(WHAT IS ASKED):
Convert everything from the line containing "Task: place one keypoint on every instance of the dirt" down to the last line of the rows below into a JSON list of strings, one string per line, leaving out blank lines.
-- start of LISTED ENTRIES --
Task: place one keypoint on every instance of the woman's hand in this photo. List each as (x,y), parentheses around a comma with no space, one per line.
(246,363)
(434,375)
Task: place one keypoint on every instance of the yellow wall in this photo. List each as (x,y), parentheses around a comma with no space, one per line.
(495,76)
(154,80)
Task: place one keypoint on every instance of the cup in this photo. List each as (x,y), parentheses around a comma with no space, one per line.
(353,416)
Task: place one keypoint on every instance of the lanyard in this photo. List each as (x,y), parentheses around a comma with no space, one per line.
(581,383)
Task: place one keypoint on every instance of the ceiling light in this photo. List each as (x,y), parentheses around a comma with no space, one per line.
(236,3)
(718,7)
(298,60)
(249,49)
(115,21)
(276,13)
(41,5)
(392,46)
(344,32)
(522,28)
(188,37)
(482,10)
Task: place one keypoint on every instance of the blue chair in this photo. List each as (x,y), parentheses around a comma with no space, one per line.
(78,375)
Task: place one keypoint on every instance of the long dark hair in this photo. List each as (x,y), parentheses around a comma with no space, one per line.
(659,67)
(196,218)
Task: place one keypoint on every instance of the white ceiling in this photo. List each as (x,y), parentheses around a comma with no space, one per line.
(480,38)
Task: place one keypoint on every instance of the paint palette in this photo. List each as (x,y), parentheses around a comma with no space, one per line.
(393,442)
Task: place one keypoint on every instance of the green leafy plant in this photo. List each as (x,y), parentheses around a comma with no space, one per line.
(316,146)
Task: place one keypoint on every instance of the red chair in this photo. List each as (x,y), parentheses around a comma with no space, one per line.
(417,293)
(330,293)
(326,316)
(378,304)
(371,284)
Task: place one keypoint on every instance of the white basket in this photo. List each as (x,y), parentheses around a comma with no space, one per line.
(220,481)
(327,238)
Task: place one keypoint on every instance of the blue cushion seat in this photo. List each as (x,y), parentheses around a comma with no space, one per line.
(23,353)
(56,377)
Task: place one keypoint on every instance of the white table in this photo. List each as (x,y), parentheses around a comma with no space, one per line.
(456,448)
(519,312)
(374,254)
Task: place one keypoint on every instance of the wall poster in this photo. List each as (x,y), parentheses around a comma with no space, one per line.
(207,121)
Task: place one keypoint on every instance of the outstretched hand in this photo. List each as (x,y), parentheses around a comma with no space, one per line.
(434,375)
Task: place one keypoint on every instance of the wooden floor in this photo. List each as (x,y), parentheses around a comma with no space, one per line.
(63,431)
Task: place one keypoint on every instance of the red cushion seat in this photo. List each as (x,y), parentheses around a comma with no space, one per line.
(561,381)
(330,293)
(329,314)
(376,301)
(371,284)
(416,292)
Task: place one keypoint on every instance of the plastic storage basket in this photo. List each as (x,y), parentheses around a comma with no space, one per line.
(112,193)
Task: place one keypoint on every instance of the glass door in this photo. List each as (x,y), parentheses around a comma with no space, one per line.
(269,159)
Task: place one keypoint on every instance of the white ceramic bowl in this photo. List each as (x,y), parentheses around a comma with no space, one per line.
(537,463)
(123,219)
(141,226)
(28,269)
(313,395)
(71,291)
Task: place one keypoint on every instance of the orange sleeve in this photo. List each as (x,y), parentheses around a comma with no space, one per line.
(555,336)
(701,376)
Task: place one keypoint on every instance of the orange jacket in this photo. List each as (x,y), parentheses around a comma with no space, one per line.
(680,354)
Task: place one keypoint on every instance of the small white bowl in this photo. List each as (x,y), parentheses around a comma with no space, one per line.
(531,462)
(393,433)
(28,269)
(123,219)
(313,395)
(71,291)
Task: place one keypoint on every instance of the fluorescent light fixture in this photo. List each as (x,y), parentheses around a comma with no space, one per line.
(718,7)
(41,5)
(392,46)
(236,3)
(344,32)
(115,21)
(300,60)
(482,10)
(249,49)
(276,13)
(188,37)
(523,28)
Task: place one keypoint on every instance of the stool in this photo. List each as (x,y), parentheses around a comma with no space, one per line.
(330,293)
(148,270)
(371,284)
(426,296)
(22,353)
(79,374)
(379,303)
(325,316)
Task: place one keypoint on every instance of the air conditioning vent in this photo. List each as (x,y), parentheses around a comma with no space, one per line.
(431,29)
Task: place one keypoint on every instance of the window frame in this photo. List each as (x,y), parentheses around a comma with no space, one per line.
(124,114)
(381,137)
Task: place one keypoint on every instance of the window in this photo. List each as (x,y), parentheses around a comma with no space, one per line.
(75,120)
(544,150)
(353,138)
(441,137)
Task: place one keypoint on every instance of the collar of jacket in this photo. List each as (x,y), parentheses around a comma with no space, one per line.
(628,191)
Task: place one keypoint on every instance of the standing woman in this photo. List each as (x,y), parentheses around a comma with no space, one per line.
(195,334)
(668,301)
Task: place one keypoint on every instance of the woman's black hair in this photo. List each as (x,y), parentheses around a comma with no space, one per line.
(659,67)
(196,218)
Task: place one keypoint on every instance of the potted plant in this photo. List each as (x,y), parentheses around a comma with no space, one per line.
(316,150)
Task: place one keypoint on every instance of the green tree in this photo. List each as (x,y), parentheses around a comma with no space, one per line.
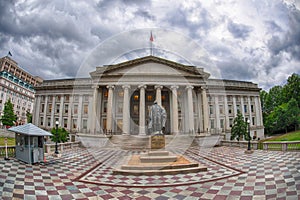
(293,114)
(292,88)
(239,128)
(61,136)
(29,117)
(9,118)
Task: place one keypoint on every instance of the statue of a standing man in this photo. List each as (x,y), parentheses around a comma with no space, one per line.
(157,119)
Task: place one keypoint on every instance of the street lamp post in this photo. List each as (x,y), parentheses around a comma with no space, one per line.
(56,149)
(249,137)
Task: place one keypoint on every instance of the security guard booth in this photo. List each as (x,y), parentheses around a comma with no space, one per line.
(29,143)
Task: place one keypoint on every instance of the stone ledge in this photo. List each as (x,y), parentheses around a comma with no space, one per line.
(160,172)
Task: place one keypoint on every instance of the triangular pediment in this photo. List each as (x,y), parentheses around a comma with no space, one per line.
(149,65)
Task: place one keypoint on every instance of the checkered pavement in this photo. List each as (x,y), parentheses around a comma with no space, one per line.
(87,174)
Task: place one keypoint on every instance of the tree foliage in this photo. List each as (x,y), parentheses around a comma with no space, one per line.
(281,106)
(239,128)
(61,135)
(9,118)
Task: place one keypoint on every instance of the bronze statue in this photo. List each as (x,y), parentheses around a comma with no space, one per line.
(157,119)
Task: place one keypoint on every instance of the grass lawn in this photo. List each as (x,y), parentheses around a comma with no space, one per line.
(10,141)
(292,136)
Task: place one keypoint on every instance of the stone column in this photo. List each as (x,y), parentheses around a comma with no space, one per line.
(52,123)
(158,94)
(226,113)
(242,107)
(217,114)
(45,111)
(79,119)
(36,116)
(126,110)
(189,89)
(234,106)
(109,107)
(142,117)
(258,111)
(94,109)
(205,110)
(70,113)
(174,110)
(200,113)
(61,107)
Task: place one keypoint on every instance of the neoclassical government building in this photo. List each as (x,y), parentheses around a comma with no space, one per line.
(116,98)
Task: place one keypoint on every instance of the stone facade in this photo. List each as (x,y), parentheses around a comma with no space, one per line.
(116,98)
(17,85)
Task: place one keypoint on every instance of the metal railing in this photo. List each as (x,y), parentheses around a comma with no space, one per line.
(50,148)
(11,151)
(268,145)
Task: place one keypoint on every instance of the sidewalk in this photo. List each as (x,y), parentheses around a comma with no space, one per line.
(83,174)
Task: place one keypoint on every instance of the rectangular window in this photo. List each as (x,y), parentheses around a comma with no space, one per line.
(211,109)
(74,124)
(229,109)
(75,109)
(238,108)
(42,107)
(48,121)
(120,107)
(135,109)
(221,109)
(76,98)
(57,108)
(49,107)
(105,107)
(66,110)
(84,123)
(222,123)
(245,108)
(85,109)
(212,123)
(86,98)
(230,122)
(65,123)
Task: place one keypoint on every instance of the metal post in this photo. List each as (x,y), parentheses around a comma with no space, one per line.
(56,149)
(249,137)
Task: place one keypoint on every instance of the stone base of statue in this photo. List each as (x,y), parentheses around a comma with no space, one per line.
(158,161)
(157,141)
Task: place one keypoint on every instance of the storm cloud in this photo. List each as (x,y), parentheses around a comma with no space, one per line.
(255,41)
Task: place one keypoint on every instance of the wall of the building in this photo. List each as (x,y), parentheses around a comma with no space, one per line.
(73,109)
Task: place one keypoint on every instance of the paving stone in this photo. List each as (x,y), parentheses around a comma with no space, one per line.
(87,174)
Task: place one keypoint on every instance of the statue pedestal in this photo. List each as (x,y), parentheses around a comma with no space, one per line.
(157,141)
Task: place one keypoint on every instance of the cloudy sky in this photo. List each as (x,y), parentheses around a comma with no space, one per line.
(250,40)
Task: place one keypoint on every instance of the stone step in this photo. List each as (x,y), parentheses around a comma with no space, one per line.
(158,159)
(159,166)
(161,172)
(158,153)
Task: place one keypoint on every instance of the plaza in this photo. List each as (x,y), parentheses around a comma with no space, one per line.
(86,173)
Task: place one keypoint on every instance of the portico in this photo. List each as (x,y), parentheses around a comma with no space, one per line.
(116,98)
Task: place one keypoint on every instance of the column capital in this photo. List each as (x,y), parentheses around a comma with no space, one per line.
(158,86)
(95,86)
(174,87)
(142,86)
(126,86)
(189,87)
(110,86)
(204,87)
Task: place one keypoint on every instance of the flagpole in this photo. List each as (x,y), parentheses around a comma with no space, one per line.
(151,45)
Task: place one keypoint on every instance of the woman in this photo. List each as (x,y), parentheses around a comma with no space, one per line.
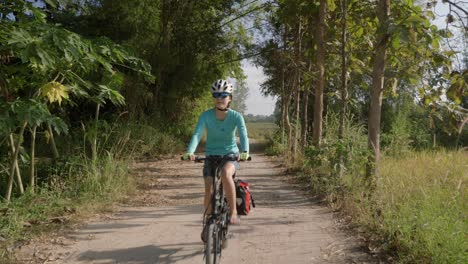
(220,123)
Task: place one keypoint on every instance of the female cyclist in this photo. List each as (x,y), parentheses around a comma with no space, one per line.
(220,123)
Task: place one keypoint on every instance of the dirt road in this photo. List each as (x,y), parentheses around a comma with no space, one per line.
(163,225)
-- end of LISTED ENTRIES --
(ANSWER TO THIS TASK):
[
  "Task: place one keypoint on every instance of the dirt road in this photo. List each as (x,y), parentheses around a comma with no space, one per line.",
  "(163,225)"
]